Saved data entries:
☆ ☆ ☆ ☆ ☆

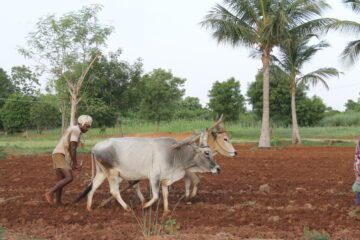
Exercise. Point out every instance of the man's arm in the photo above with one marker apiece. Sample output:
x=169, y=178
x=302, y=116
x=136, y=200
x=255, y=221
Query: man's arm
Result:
x=73, y=146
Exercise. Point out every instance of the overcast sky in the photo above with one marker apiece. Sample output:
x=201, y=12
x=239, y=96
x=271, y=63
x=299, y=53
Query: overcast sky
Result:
x=166, y=34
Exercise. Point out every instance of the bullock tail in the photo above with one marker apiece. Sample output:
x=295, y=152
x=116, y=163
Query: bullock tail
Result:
x=87, y=190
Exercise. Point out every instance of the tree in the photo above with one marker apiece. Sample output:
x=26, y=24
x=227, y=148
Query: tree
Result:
x=67, y=47
x=103, y=114
x=293, y=55
x=190, y=108
x=263, y=24
x=225, y=98
x=24, y=80
x=311, y=110
x=352, y=106
x=6, y=87
x=15, y=114
x=350, y=54
x=280, y=106
x=162, y=94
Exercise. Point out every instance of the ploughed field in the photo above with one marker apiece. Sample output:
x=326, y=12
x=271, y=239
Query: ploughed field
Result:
x=307, y=187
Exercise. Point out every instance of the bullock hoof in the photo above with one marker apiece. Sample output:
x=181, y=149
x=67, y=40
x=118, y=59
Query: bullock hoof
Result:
x=48, y=198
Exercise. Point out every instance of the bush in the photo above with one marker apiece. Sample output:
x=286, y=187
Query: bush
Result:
x=15, y=114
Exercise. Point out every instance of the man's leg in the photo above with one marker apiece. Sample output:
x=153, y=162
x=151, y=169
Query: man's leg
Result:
x=58, y=193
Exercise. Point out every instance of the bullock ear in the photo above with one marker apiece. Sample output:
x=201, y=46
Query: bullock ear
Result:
x=203, y=138
x=214, y=134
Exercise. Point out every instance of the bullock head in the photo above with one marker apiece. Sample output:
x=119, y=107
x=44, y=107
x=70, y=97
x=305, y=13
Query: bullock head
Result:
x=204, y=160
x=220, y=142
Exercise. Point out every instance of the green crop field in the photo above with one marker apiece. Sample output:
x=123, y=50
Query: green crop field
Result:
x=33, y=143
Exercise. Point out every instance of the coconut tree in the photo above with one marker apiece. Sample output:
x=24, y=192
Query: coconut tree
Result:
x=291, y=59
x=263, y=25
x=352, y=50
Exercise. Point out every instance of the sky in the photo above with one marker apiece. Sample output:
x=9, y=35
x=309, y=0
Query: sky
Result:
x=166, y=34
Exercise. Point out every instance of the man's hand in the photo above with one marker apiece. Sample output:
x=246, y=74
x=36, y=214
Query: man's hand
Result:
x=76, y=166
x=355, y=187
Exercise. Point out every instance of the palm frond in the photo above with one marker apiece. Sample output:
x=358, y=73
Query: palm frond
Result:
x=351, y=27
x=351, y=52
x=229, y=28
x=354, y=4
x=319, y=75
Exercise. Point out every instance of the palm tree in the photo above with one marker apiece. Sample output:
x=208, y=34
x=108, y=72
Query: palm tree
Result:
x=263, y=24
x=352, y=50
x=292, y=57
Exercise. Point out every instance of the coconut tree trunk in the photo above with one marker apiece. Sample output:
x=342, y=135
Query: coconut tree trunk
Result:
x=74, y=102
x=295, y=127
x=264, y=141
x=63, y=114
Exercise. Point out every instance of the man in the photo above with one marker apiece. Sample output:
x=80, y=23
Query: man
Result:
x=64, y=158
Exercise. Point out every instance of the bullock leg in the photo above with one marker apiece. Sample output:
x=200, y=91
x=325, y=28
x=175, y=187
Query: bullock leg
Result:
x=187, y=181
x=138, y=192
x=195, y=181
x=155, y=185
x=165, y=192
x=98, y=180
x=114, y=190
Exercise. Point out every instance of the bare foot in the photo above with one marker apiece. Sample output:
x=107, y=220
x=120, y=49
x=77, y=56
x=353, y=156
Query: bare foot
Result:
x=48, y=198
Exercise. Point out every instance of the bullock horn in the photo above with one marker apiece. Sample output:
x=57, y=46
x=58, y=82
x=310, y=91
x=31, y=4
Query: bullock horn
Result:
x=215, y=125
x=188, y=140
x=203, y=138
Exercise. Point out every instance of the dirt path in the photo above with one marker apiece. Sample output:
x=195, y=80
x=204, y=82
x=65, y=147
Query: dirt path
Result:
x=308, y=187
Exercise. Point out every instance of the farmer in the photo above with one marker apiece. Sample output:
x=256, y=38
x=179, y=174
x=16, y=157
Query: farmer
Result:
x=64, y=158
x=355, y=186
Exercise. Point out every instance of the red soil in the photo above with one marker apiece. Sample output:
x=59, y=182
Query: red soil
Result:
x=309, y=187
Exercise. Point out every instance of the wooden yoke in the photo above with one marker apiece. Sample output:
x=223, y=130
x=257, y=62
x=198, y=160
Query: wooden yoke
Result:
x=188, y=140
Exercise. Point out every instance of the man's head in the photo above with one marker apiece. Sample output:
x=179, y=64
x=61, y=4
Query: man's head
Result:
x=85, y=122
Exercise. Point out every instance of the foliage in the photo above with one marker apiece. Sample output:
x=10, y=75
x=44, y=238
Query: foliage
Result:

☆ ☆ ☆ ☆ ☆

REQUIREMENTS
Write out all the items above again with "marker" changed to "pin" everywhere and nothing else altered. Leave the pictures out.

FINISHED TASK
Exercise. Point out every instance of the man's arm in the photo above with one pin apiece. Sample output:
x=169, y=178
x=302, y=116
x=136, y=200
x=255, y=221
Query: man's arm
Result:
x=73, y=146
Exercise. Point out every instance of the overcast sky in the photo above with one pin apiece. Sample output:
x=201, y=12
x=239, y=96
x=271, y=63
x=299, y=53
Query: overcast sky
Result:
x=166, y=34
Exercise. Point out every instance of the bullock tail in the photo above with one pin apiece. Sample output:
x=295, y=152
x=116, y=163
Query: bullock tail
Result:
x=87, y=190
Exercise. Point out every instance of the tree in the photo above with one pin apiece. Sample output:
x=26, y=24
x=227, y=148
Query: tree
Result:
x=67, y=47
x=103, y=114
x=293, y=55
x=190, y=108
x=263, y=24
x=225, y=98
x=24, y=80
x=311, y=110
x=352, y=106
x=6, y=87
x=15, y=114
x=350, y=54
x=280, y=106
x=162, y=94
Exercise. Point out every instance of the ploughed field in the photo above with one pin apiece. Sample output:
x=326, y=12
x=271, y=239
Query: ploughed field
Result:
x=307, y=187
Exercise. Point out every instance of the bullock hoof in the photo above with one pin apiece. Sample output:
x=181, y=149
x=67, y=40
x=118, y=59
Query: bullock hoof
Result:
x=48, y=198
Exercise. Point out every instance of the bush in the photo above with one pin apiece. Sample output:
x=286, y=187
Query: bush
Result:
x=15, y=114
Exercise. Point out every instance of the man's leg in the photo above with one pin apiece. Sample output:
x=153, y=162
x=151, y=169
Query: man's leg
Result:
x=58, y=193
Exercise. Point out every instance of the bullock ear in the photo above with one pin apiece. Sample output:
x=201, y=46
Query: bullock ear
Result:
x=203, y=138
x=214, y=134
Exercise. Point out every instance of the bullock head in the photo above with one pin apiece. Sample output:
x=119, y=107
x=44, y=107
x=70, y=97
x=305, y=13
Query: bullock head
Result:
x=204, y=160
x=220, y=142
Exercise. Point out every instance of the green crop field in the photo above with one pin apiece. Sample output:
x=123, y=50
Query: green crop field
Result:
x=33, y=143
Exercise. Point out every instance of the coconut tree in the photo above with one pin apiece. Sample output:
x=24, y=192
Query: coconut tree
Result:
x=291, y=59
x=263, y=25
x=352, y=50
Exercise. Point out every instance of the sky in the photo above with one pin apiece. Sample output:
x=9, y=35
x=309, y=0
Query: sky
Result:
x=166, y=34
Exercise. Point out every instance of the man's hand in the photo above with one pin apiece. Sample output:
x=246, y=74
x=36, y=214
Query: man's hand
Result:
x=76, y=166
x=355, y=187
Exercise. Point out every instance of the palm frond in the photo above with one pin apiece. Sample output:
x=358, y=73
Query: palm frond
Result:
x=351, y=27
x=351, y=52
x=229, y=28
x=354, y=4
x=319, y=75
Exercise. Point out every instance of the palm tree in the photo above with one pin apiece. Sample output:
x=208, y=34
x=108, y=72
Query: palm tree
Result:
x=263, y=24
x=352, y=50
x=292, y=57
Exercise. Point out every instance of the coconut tree trunk in the photo above with one pin apiece. Sample output:
x=342, y=135
Query: coconut tree trunk
Result:
x=74, y=102
x=295, y=127
x=264, y=141
x=63, y=114
Exercise. Point out every instance of the man in the photo above with one pin apiece. Sample output:
x=80, y=23
Query: man
Result:
x=64, y=158
Exercise. Point out every instance of the bullock leg in the photo above with one pin apiece. Sample output:
x=200, y=91
x=325, y=28
x=175, y=187
Query: bullock leg
Result:
x=187, y=181
x=138, y=192
x=195, y=181
x=155, y=185
x=165, y=192
x=98, y=180
x=114, y=190
Exercise. Point out every instance of the bare foot in the photo above with one pin apiece. Sample output:
x=107, y=220
x=120, y=49
x=77, y=56
x=353, y=156
Query: bare foot
Result:
x=48, y=198
Exercise. Point out every instance of the bullock horn in the photo above with one pin apiece. Sample output:
x=57, y=46
x=58, y=82
x=310, y=91
x=31, y=4
Query: bullock horn
Result:
x=215, y=125
x=188, y=140
x=203, y=138
Exercise. Point out every instance of the dirt path in the photo above with one pin apiece. Sample output:
x=195, y=80
x=204, y=82
x=65, y=147
Query: dirt path
Result:
x=308, y=187
Exercise. Point out every instance of the farmer in the photo above with one pin apiece. Sample output:
x=256, y=38
x=179, y=174
x=16, y=157
Query: farmer
Result:
x=64, y=158
x=355, y=186
Exercise. Point out every instance of the red soil in the photo above with one pin apiece. Sample output:
x=59, y=182
Query: red soil
Result:
x=309, y=187
Exercise. Point out every instance of the wooden yoke in the photo above with one pin apiece. Sample output:
x=223, y=130
x=257, y=62
x=198, y=160
Query: wooden yoke
Result:
x=188, y=140
Exercise. Point out every instance of the man's head in the photo above with one pin apiece. Sample output:
x=179, y=64
x=61, y=4
Query: man's head
Result:
x=85, y=122
Exercise. Point out every instance of the foliage in the photo above with one pin apiece. Sample output:
x=10, y=75
x=44, y=238
Query: foliage
Result:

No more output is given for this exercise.